BEGIN Selected passage

Hi, Sam! You mentioned being bad at/nor liking driving, and I was wondering if you'd done much driving since starting medication, and if you've noticed any difference? I'm also a bad, nervous driver, and I'm pretty sure I have ADHD, but I've heard meds can help with the driving part.
Not that I recall -- I've driven at least once since starting medication but it was at night in semi-rural Pennsylvania and I don't think that counts, since no amount of Adderall is going to help me see the road when there are no streetlights. :D
I do have a zipcar membership for emergencies, but it's expensive to use and driving in urban Chicago is a nightmare regardless of medication, so even if medication makes it better I don't think I'd be able to tell. If I were to get behind the wheel for the specific purpose of seeing how it is driving while medicated, I'd probably go deliberately to a suburb and get a car there, so that I wasn't doing urban/highway driving after not having driven for years.

END Selected passage
BEGIN Recorded information

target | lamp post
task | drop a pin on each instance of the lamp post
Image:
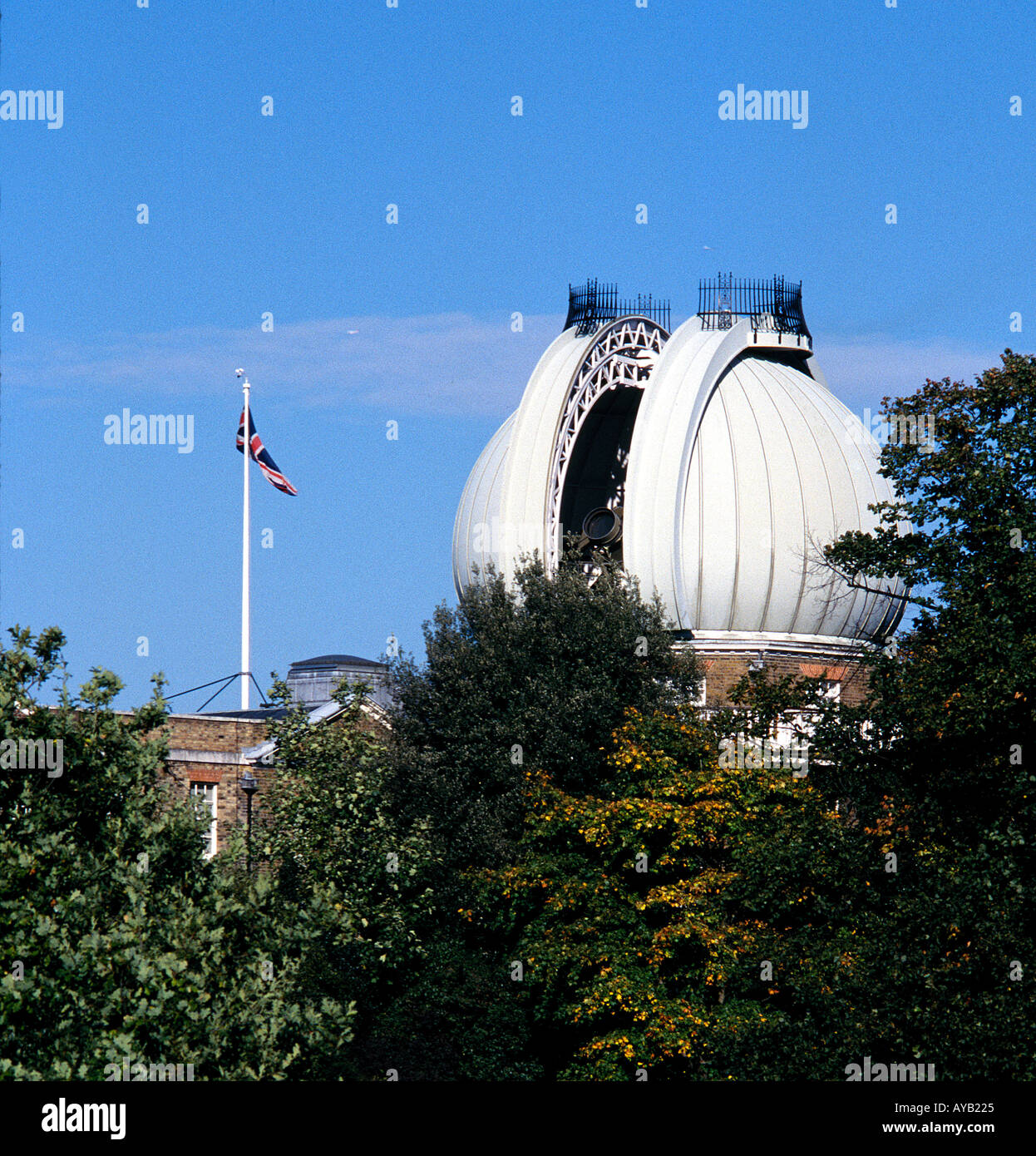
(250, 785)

END Recorded information
BEGIN Recorded information

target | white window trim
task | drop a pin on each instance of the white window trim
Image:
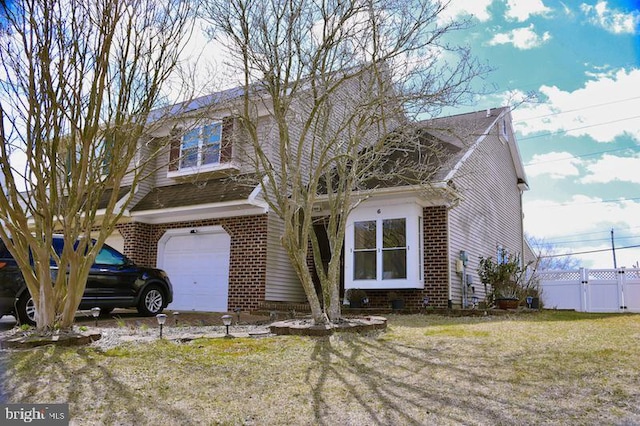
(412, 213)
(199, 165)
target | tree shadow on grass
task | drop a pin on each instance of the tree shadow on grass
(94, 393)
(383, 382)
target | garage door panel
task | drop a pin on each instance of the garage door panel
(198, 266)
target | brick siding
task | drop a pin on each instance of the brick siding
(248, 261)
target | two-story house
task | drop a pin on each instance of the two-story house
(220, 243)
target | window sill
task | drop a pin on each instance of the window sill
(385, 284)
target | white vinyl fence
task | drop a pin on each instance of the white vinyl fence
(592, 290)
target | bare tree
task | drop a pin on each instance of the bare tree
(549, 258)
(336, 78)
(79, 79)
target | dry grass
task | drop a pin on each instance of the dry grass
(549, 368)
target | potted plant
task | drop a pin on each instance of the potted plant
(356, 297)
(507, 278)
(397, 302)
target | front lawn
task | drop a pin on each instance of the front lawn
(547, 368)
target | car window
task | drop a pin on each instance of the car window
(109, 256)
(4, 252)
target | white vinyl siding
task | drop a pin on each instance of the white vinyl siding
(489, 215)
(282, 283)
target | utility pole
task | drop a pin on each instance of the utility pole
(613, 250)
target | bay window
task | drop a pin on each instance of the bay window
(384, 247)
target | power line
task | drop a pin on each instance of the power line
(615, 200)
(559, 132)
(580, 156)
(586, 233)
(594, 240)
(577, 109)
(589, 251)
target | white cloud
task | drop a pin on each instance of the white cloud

END Recorded information

_Required actions_.
#1 Please copy from the driving exchange everything from "Hi, Sam! You" down to "the driving part.".
#2 Answer these questions from the driving exchange:
(a) Where and when did the one drive since starting medication take place?
(b) What membership does the reply mention keeping for emergencies?
(c) In which city is urban driving called a nightmare regardless of medication?

_Problem solutions_.
#1
Hi, Sam! You mentioned being bad at/nor liking driving, and I was wondering if you'd done much driving since starting medication, and if you've noticed any difference? I'm also a bad, nervous driver, and I'm pretty sure I have ADHD, but I've heard meds can help with the driving part.

#2
(a) At night in semi-rural Pennsylvania.
(b) A zipcar membership.
(c) Chicago.